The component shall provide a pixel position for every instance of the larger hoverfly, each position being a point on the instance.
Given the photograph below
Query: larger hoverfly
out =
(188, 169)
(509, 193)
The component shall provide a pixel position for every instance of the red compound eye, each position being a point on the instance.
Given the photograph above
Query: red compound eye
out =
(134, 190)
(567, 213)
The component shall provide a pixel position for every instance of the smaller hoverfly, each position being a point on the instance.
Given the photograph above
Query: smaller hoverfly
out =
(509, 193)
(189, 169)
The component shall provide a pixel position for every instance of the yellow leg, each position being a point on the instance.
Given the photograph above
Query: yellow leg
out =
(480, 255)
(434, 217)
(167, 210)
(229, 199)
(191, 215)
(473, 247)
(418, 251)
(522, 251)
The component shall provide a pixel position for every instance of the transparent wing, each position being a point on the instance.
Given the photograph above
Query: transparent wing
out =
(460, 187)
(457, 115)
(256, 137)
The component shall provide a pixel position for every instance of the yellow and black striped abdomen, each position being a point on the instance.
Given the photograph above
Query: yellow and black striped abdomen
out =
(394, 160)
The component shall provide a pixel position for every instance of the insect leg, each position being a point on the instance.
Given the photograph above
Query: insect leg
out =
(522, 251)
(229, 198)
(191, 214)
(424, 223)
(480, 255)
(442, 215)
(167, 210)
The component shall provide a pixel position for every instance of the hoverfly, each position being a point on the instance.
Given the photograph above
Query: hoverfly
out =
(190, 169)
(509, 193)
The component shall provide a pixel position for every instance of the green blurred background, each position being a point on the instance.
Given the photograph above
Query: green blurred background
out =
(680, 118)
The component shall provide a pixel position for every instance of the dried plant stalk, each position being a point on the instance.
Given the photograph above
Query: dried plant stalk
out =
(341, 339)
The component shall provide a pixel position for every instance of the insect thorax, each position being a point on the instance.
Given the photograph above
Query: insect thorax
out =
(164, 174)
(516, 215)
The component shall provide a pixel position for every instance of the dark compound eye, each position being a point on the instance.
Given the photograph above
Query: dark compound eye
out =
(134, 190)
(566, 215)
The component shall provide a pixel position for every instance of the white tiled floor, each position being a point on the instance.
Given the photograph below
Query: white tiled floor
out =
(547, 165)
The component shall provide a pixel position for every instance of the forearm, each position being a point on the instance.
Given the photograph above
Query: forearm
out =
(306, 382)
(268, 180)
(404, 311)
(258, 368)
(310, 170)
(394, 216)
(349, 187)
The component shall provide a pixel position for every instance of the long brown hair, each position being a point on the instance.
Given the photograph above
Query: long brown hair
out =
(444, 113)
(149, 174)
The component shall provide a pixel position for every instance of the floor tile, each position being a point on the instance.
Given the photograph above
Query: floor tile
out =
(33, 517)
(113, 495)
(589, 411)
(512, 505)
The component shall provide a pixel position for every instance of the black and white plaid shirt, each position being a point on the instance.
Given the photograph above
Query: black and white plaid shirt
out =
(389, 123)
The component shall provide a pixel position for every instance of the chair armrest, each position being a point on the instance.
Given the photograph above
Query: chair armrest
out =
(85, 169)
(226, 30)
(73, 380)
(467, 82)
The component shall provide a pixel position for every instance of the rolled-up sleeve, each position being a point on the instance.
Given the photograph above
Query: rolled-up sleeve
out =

● ● ● ●

## Work instruction:
Provide only the number of lines from the material above that include the word "larger".

## Reply:
2